From the RWKV text compressor README below, reproduce the part that opens with the words containing "- The vocab" and closes with "is not set.", character for character.

- **Reading passage**
________________________________________

LLM-Compressor / README.md
Jellyfish042's picture
Init RWKV compressor Space demo
8d6299f
---
title: RWKV LLM Text Compressor
emoji: 🐨
colorFrom: gray
colorTo: pink
sdk: gradio
sdk_version: 6.3.0
app_file: app.py
pinned: false
---
# RWKV LLM Text Compressor
This Space demonstrates LLM-based arithmetic coding using RWKV. It is a proof of
concept and is intentionally slow. The compressed output is only valid when the
same model, tokenizer, and context window are used for decompression.
## Configuration
- `RWKV_MODEL_PATH`: Path to a local RWKV `.pth` file (or name without extension).
- `RWKV_TOKENIZER`: Path to `rwkv_vocab_v20230424.txt`. Default: `support/rwkv_vocab_v20230424.txt`.
- `RWKV_STRATEGY`: RWKV strategy string (example: `cpu fp32`, `cuda fp16`).
## Notes
- CPU-only Spaces should keep `RWKV_STRATEGY=cpu fp32`. The app forces CPU when CUDA
is unavailable.
- The vocab file is not bundled; place `rwkv_vocab_v20230424.txt` in `support/` or
set `RWKV_TOKENIZER` to its path.
- The app auto-detects a `.pth` model under `models/` if `RWKV_MODEL_PATH` is not set.
- If no model is found, the app downloads `rwkv7-g1a-0.1b-20250728-ctx4096.pth` into `models/`.
- Input text is limited to 8192 characters.
- Compression and decompression are slow and not suitable for production use.
- Output is not portable across different models or tokenizers.

________________________________________

- **Data**
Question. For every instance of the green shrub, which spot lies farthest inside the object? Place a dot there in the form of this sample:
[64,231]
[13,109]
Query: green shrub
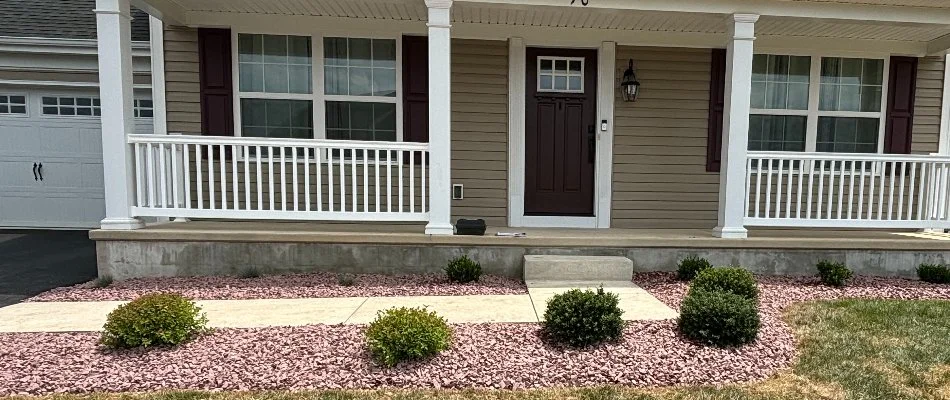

________________________________________

- **Answer space**
- The vocab file is not bundled; place `rwkv_vocab_v20230424.txt` in `support/` or
set `RWKV_TOKENIZER` to its path.
- The app auto-detects a `.pth` model under `models/` if `RWKV_MODEL_PATH` is not set.